■ STATED GOAL ■
Update these lines by replacing every "suv" with "truck" and leaving everything else unchanged.

■ DATA IN THIS EXERCISE ■
• • • • •

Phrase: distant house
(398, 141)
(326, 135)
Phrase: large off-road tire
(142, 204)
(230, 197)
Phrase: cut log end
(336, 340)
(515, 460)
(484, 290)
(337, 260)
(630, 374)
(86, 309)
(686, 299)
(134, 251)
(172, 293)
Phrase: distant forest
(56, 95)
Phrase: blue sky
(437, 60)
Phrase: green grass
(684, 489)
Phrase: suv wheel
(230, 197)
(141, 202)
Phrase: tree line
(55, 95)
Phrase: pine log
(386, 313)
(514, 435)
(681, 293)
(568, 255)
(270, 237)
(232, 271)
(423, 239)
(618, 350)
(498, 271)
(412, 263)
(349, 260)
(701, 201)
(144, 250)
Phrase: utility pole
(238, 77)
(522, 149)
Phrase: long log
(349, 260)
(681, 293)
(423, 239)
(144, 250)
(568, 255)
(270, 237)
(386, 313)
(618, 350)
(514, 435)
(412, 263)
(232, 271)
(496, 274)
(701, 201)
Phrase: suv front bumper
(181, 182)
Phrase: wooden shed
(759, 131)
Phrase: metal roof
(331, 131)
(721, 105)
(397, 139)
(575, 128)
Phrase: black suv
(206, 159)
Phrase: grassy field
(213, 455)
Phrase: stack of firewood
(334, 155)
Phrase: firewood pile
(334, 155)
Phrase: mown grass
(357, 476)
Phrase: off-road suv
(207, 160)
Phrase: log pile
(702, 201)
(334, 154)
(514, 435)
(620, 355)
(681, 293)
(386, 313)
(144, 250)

• • • • •

■ WRITTEN SOLUTION ■
Phrase: distant house
(398, 141)
(326, 135)
Phrase: large off-road tire
(142, 204)
(230, 197)
Phrase: cut log end
(336, 340)
(515, 460)
(484, 290)
(337, 260)
(630, 374)
(86, 309)
(686, 299)
(134, 251)
(172, 293)
Phrase: distant forest
(56, 95)
Phrase: blue sky
(437, 60)
Phrase: green grass
(684, 489)
Phrase: truck wheel
(230, 197)
(141, 202)
Phrase: tree line
(55, 95)
Phrase: pine log
(386, 313)
(514, 435)
(681, 293)
(568, 255)
(270, 237)
(232, 271)
(423, 239)
(618, 350)
(498, 271)
(412, 263)
(349, 260)
(701, 201)
(144, 250)
Phrase: utility pole
(238, 77)
(522, 149)
Phrase: long log
(349, 260)
(681, 293)
(423, 239)
(144, 250)
(568, 255)
(270, 237)
(386, 313)
(618, 350)
(514, 435)
(412, 263)
(232, 271)
(496, 274)
(701, 201)
Phrase: truck front bumper
(181, 182)
Phrase: wooden shed
(759, 131)
Phrase: metal roof
(331, 131)
(721, 105)
(397, 139)
(575, 128)
Phrase: black truck
(206, 159)
Phrase: grassy field
(213, 455)
Phrase: stack of firewood
(334, 155)
Phrase: firewood pile
(334, 155)
Phrase: mown grass
(357, 476)
Phrase: off-road truck
(207, 160)
Phrase: log pile
(702, 201)
(334, 154)
(514, 435)
(620, 355)
(681, 293)
(386, 313)
(144, 250)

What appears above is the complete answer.